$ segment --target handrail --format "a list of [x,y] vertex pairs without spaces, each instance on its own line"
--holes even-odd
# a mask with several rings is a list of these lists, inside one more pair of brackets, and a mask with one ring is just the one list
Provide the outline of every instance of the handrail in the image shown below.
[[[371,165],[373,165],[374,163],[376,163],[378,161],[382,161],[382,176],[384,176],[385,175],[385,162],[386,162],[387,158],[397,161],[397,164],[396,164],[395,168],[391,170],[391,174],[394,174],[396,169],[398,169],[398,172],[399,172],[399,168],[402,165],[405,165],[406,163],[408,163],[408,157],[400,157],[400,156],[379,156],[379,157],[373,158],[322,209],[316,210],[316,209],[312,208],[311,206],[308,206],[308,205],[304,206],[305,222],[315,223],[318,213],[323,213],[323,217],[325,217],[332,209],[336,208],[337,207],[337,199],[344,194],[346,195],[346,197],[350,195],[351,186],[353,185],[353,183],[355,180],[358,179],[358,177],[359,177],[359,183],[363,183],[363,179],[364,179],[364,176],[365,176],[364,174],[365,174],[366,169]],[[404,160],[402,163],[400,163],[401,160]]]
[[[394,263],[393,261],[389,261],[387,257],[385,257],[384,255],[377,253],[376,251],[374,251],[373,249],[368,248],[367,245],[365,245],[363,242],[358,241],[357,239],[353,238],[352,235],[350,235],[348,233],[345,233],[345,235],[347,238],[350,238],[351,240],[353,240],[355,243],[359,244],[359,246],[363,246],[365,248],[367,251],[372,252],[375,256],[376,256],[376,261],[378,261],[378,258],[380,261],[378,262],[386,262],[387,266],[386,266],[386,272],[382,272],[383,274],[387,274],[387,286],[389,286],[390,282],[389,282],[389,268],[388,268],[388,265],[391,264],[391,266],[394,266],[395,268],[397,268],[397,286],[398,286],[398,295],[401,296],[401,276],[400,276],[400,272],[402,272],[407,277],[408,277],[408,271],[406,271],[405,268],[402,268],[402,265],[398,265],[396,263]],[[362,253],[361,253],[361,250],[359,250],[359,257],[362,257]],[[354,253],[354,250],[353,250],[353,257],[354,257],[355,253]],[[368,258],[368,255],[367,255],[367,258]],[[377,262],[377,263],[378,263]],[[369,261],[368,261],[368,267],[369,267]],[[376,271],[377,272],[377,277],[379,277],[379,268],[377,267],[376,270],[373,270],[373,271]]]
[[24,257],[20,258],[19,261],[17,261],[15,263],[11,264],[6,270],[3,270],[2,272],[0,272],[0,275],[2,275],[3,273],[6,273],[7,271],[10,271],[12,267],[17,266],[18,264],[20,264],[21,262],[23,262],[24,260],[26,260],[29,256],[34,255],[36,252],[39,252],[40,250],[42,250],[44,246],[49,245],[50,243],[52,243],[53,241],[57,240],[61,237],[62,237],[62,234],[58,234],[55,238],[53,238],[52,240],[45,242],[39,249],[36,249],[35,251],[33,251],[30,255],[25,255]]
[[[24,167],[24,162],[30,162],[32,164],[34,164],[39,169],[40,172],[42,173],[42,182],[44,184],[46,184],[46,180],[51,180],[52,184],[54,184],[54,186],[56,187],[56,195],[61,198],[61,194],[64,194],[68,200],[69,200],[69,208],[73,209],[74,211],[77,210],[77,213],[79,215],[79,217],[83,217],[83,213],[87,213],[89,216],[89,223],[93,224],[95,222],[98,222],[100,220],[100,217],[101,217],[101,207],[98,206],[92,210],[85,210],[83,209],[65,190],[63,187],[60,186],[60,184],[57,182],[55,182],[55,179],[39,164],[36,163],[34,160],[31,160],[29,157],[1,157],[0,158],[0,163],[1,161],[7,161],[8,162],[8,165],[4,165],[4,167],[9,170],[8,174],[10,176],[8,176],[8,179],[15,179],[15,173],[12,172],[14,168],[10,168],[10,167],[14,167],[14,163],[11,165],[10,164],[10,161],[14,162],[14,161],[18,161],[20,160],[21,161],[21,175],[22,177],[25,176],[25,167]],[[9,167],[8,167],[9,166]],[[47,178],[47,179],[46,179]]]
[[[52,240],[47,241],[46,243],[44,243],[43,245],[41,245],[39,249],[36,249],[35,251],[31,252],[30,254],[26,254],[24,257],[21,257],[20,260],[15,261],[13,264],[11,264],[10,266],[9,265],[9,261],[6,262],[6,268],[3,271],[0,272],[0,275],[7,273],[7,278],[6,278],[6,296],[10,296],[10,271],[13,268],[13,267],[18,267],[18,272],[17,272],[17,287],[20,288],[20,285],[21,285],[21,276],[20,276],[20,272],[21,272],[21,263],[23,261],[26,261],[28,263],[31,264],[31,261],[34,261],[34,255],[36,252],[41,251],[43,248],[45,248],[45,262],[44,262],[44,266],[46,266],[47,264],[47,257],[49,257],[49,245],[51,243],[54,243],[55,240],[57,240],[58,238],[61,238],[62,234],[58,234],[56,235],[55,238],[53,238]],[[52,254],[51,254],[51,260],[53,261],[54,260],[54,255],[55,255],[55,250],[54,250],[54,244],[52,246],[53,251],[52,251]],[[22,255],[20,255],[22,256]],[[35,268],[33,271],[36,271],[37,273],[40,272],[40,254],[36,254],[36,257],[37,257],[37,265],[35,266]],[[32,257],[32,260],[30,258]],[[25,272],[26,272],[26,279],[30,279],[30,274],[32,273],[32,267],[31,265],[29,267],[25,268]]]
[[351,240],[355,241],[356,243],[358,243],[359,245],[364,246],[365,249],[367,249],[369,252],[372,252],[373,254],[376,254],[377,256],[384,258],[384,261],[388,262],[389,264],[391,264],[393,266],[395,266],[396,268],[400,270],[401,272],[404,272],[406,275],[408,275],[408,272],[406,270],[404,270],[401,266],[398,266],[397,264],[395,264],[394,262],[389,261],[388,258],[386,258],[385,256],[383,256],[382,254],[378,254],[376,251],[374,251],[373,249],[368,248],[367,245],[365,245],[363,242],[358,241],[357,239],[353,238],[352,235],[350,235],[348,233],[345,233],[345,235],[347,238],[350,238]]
********************
### Request
Copy these lines verbatim.

### The solution
$ segment --target handrail --format "a list of [x,y] vertex pairs without spaces, each instance on its own line"
--holes even-odd
# a mask with several rings is a list of these lists, inside one more pair of brackets, and a mask with one ring is just the one list
Provide the outline of every instance of the handrail in the image shown below.
[[[371,165],[373,165],[374,163],[376,163],[378,161],[382,161],[382,176],[384,176],[385,175],[385,162],[386,162],[387,158],[397,161],[397,164],[396,164],[395,168],[391,170],[391,174],[394,174],[396,169],[398,169],[398,172],[399,172],[399,168],[402,165],[405,165],[406,163],[408,163],[408,157],[400,157],[400,156],[379,156],[379,157],[373,158],[322,209],[316,210],[316,209],[312,208],[311,206],[308,206],[308,205],[304,206],[305,222],[315,223],[318,213],[323,213],[323,217],[325,217],[332,209],[336,208],[337,207],[337,199],[344,194],[346,195],[346,197],[350,195],[351,186],[353,185],[353,183],[355,180],[358,179],[358,177],[359,177],[359,183],[363,183],[363,179],[364,179],[364,176],[365,176],[364,174],[365,174],[366,169]],[[404,160],[402,163],[400,163],[401,160]]]
[[[394,263],[393,261],[389,261],[387,257],[385,257],[384,255],[377,253],[376,251],[374,251],[373,249],[368,248],[367,245],[365,245],[363,242],[358,241],[357,239],[353,238],[352,235],[350,235],[348,233],[345,233],[345,235],[347,238],[350,238],[351,240],[353,240],[355,243],[359,244],[359,246],[363,246],[365,248],[367,251],[372,252],[375,256],[376,256],[376,261],[378,261],[378,258],[380,261],[378,262],[386,262],[387,266],[386,266],[386,272],[382,272],[383,274],[387,274],[387,286],[389,286],[390,282],[389,282],[389,268],[388,268],[388,265],[391,264],[391,266],[394,266],[395,268],[397,268],[397,286],[398,286],[398,295],[401,296],[401,276],[400,276],[400,272],[402,272],[407,277],[408,277],[408,271],[406,271],[405,268],[402,268],[402,265],[398,265],[396,263]],[[362,253],[361,253],[361,250],[359,250],[359,257],[362,257]],[[354,253],[354,250],[353,250],[353,257],[354,257],[355,253]],[[368,258],[368,255],[367,255],[367,258]],[[377,262],[377,263],[378,263]],[[369,261],[368,261],[368,267],[369,267]],[[376,271],[377,272],[377,277],[379,277],[379,268],[377,267],[376,270],[373,270],[373,271]]]
[[24,257],[20,258],[19,261],[17,261],[15,263],[11,264],[6,270],[3,270],[2,272],[0,272],[0,275],[2,275],[3,273],[6,273],[7,271],[10,271],[12,267],[17,266],[18,264],[20,264],[21,262],[23,262],[24,260],[26,260],[29,256],[34,255],[36,252],[39,252],[40,250],[42,250],[44,246],[49,245],[50,243],[52,243],[53,241],[57,240],[61,237],[62,237],[62,234],[58,234],[55,238],[53,238],[52,240],[45,242],[39,249],[36,249],[35,251],[33,251],[30,255],[25,255]]
[[[24,167],[24,162],[30,162],[32,164],[34,164],[39,169],[40,172],[42,173],[42,182],[44,184],[46,184],[46,180],[51,180],[52,184],[54,184],[54,186],[56,187],[56,195],[61,198],[61,194],[64,194],[68,200],[69,200],[69,208],[73,209],[74,211],[77,210],[77,213],[79,215],[79,217],[83,217],[83,213],[87,213],[89,216],[89,223],[93,224],[95,222],[98,222],[100,220],[100,217],[101,217],[101,207],[98,206],[92,210],[85,210],[83,209],[65,190],[63,187],[60,186],[60,184],[57,182],[55,182],[55,179],[39,164],[36,163],[34,160],[31,160],[29,157],[1,157],[0,158],[0,163],[1,161],[7,161],[8,162],[8,165],[4,165],[4,167],[9,170],[8,174],[10,176],[8,176],[8,179],[15,179],[15,173],[12,172],[14,168],[10,168],[10,167],[14,167],[14,163],[11,165],[10,164],[10,161],[14,162],[14,161],[18,161],[20,160],[21,161],[21,175],[22,177],[25,176],[25,167]],[[9,167],[8,167],[9,166]],[[47,178],[47,179],[46,179]]]
[[[52,240],[47,241],[46,243],[44,243],[43,245],[41,245],[39,249],[36,249],[35,251],[31,252],[30,254],[26,254],[24,257],[21,257],[20,260],[15,261],[13,264],[11,264],[10,266],[9,265],[9,261],[6,262],[6,268],[3,271],[0,272],[0,275],[7,273],[7,278],[6,278],[6,296],[10,296],[10,271],[13,268],[13,267],[18,267],[18,272],[17,272],[17,287],[20,288],[20,285],[21,285],[21,276],[20,276],[20,272],[21,272],[21,263],[23,261],[26,261],[28,263],[31,264],[31,261],[34,261],[34,255],[36,252],[41,251],[43,248],[45,248],[45,262],[44,262],[44,266],[46,266],[47,264],[47,257],[49,257],[49,245],[51,243],[54,243],[55,240],[57,240],[58,238],[61,238],[62,234],[58,234],[56,235],[55,238],[53,238]],[[52,254],[51,254],[51,260],[53,261],[54,260],[54,255],[55,255],[55,250],[54,250],[54,244],[52,246],[53,251],[52,251]],[[22,255],[20,255],[22,256]],[[35,268],[33,271],[36,271],[37,273],[40,272],[40,254],[36,254],[36,257],[37,257],[37,265],[35,266]],[[32,257],[32,260],[30,258]],[[25,272],[26,272],[26,279],[30,279],[30,274],[32,273],[32,267],[31,265],[29,267],[25,268]]]
[[351,240],[355,241],[356,243],[358,243],[359,245],[364,246],[365,249],[367,249],[369,252],[372,252],[373,254],[376,254],[377,256],[384,258],[384,261],[388,262],[389,264],[391,264],[393,266],[395,266],[396,268],[400,270],[401,272],[404,272],[406,275],[408,275],[408,272],[406,270],[404,270],[401,266],[398,266],[397,264],[395,264],[394,262],[389,261],[388,258],[386,258],[385,256],[383,256],[382,254],[378,254],[376,251],[374,251],[373,249],[368,248],[367,245],[365,245],[363,242],[358,241],[357,239],[353,238],[352,235],[350,235],[348,233],[345,233],[345,235],[347,238],[350,238]]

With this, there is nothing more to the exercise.